● **Estratto fornito**

◆ ◆ ◆ ◆

La Scuola delle Americhe
In una piccola città della Georgia, negli Stati Uniti, c’è una grande città militare, “Fort Benning”, dove dal 1983, quando fu sfrattata da Panama, c’è la “School of America” (SOA), un dipartimento speciale per l’addestramento dei militari scelti inviati lì dai governi latinoamericani. È stata chiamata pure la “scuola degli assassini” perché sono “educati” alcuni noti responsabili di torture e assassini. Un missionario della congregazione di Maryknoll si è piazzato lì davanti e da venti anni manifesta per la chiusura della SOA.
Più volte vengono compiuti gesti di disobbedienza civile. P. Roy, a varie riprese, è stato in carcere per quattro anni. L’ho incontrato nell’agosto scorso nel minuscolo appartamento di fronte all’ingresso di Fort Benning e mi sono fatto raccontare la sua “storia”.
Storia di un missionario
Sono nato nel 1945 in una piccola città della Luisiana. La mia famiglia era molto cattolica, in modo tradizionale. Non si parlava di politica e tanto meno di pace. In chiesa non sentivo mai parlare di razzismo. I negri stavano tranquilli negli ultimi banchi. Anche a scuola eravamo divisi bianchi dai neri. Per noi essere cattolici significava servire la patria e combattere il comunismo. Per questo mi arruolai nella marina. Divenni ufficiale e girai il mondo. Quando richiesero volontari per andare in Vietnam mi offrii.
Credevo che fosse una causa nobile perché andavamo lì per difendere la libertà. Il Vietnam fu, invece, il punto di svolta della mia vita. C’era tanta povertà. Tante persone venivano uccise. Non ho mai visto un inferno come quello. Quando la mia baracca fu bombardata morirono quaranta soldati e anch’io fui ferito. Entrai profondamente in crisi. La guerra aveva ucciso in me la speranza e aveva distrutto la fede. Poi conobbi un missionario francese pacifista, che era da molti anni in Vietnam. Aveva costruito un orfanatrofio. Quei trecento bambini, i cui genitori erano stati uccisi dalle “nostre” armi, mi toccarono il cuore. Con altri amici li aiutavo; facevo collette e portavo cibo. Discussi molto col missionario. Alle fine decisi che avrei fatto anch’io il missionario. A Hong Kong conobbi la congregazione dei missionari di Maryknoll. Tra la sorpresa di tutti entrai fra di loro e nel 1972 fui ordinato prete. Mi mandarono in Bolivia. Ci restai per cinque anni. Dopo lo studio della lingua a Cochabamba andai a vivere in un quartiere popolare alla periferia di La Paz. In quella stanza per cinque anni i poveri e gli oppressi divennero i miei maestri.

◆ ◆ ◆ ◆

[Voci di dati memorizzate]
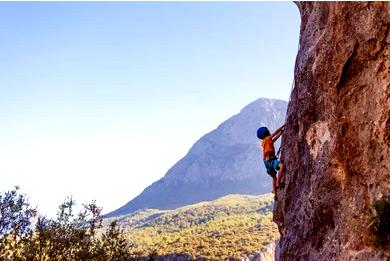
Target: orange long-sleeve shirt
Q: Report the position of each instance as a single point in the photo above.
(268, 147)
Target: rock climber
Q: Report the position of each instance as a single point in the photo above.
(271, 162)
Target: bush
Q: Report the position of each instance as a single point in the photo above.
(68, 237)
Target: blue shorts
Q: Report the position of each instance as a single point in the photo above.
(272, 166)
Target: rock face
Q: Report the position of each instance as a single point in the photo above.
(337, 138)
(224, 161)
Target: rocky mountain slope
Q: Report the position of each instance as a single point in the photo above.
(224, 161)
(337, 140)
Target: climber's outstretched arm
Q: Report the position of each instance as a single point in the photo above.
(277, 133)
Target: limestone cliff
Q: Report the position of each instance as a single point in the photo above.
(337, 138)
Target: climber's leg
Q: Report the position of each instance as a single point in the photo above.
(280, 176)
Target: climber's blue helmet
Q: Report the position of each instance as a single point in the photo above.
(263, 132)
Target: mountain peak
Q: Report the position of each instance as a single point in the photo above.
(225, 161)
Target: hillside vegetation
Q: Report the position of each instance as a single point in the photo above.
(230, 227)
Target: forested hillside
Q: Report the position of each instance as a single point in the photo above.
(230, 227)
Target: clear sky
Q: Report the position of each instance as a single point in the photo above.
(98, 100)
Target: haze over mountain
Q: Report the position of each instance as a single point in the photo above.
(225, 161)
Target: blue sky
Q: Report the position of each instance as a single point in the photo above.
(98, 100)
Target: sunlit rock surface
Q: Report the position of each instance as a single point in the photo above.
(337, 138)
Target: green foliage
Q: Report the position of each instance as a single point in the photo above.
(381, 222)
(68, 237)
(230, 227)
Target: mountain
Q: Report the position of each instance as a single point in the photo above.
(225, 161)
(229, 228)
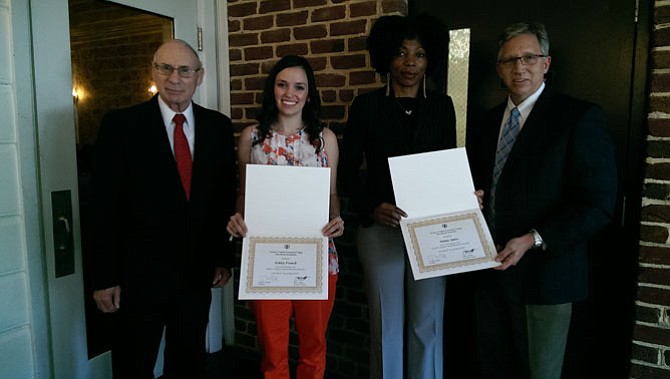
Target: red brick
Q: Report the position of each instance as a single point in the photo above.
(268, 6)
(328, 96)
(654, 295)
(348, 61)
(234, 26)
(255, 83)
(653, 233)
(257, 53)
(346, 95)
(258, 23)
(362, 77)
(235, 84)
(655, 255)
(661, 59)
(244, 69)
(276, 35)
(335, 112)
(297, 4)
(318, 64)
(329, 13)
(367, 8)
(349, 27)
(295, 48)
(243, 39)
(241, 98)
(357, 43)
(327, 46)
(661, 14)
(292, 19)
(658, 149)
(241, 10)
(659, 127)
(659, 103)
(650, 334)
(234, 55)
(654, 275)
(236, 113)
(310, 32)
(392, 6)
(330, 80)
(250, 113)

◆ ◆ ◆ ◆

● **Compiti da svolgere**
1. Riscrivi in forma di elenco puntato il paragrafo del testo sulla Scuola delle Americhe che comincia con «Sono nato nel 1945», conservandone i fatti principali.
2. Per favore, riporta il passo del testo sulla Scuola delle Americhe che va dalle parole «Più volte vengono» fino alle parole «Vietnam mi offrii.», queste incluse.

● **Soluzioni dei compiti**
1.
- Nascita nel 1945 in una piccola città della Luisiana.
- Famiglia molto cattolica, in modo tradizionale; non si parlava di politica né di pace.
- In chiesa non si parlava mai di razzismo; i neri stavano negli ultimi banchi e anche a scuola bianchi e neri erano divisi.
- Essere cattolici significava servire la patria e combattere il comunismo.
- Per questo l'arruolamento in marina, la nomina a ufficiale e i viaggi per il mondo.
- Offerta come volontario quando si cercavano uomini da mandare in Vietnam.

2.
Più volte vengono compiuti gesti di disobbedienza civile. P. Roy, a varie riprese, è stato in carcere per quattro anni. L’ho incontrato nell’agosto scorso nel minuscolo appartamento di fronte all’ingresso di Fort Benning e mi sono fatto raccontare la sua “storia”.
Storia di un missionario
Sono nato nel 1945 in una piccola città della Luisiana. La mia famiglia era molto cattolica, in modo tradizionale. Non si parlava di politica e tanto meno di pace. In chiesa non sentivo mai parlare di razzismo. I negri stavano tranquilli negli ultimi banchi. Anche a scuola eravamo divisi bianchi dai neri. Per noi essere cattolici significava servire la patria e combattere il comunismo. Per questo mi arruolai nella marina. Divenni ufficiale e girai il mondo. Quando richiesero volontari per andare in Vietnam mi offrii.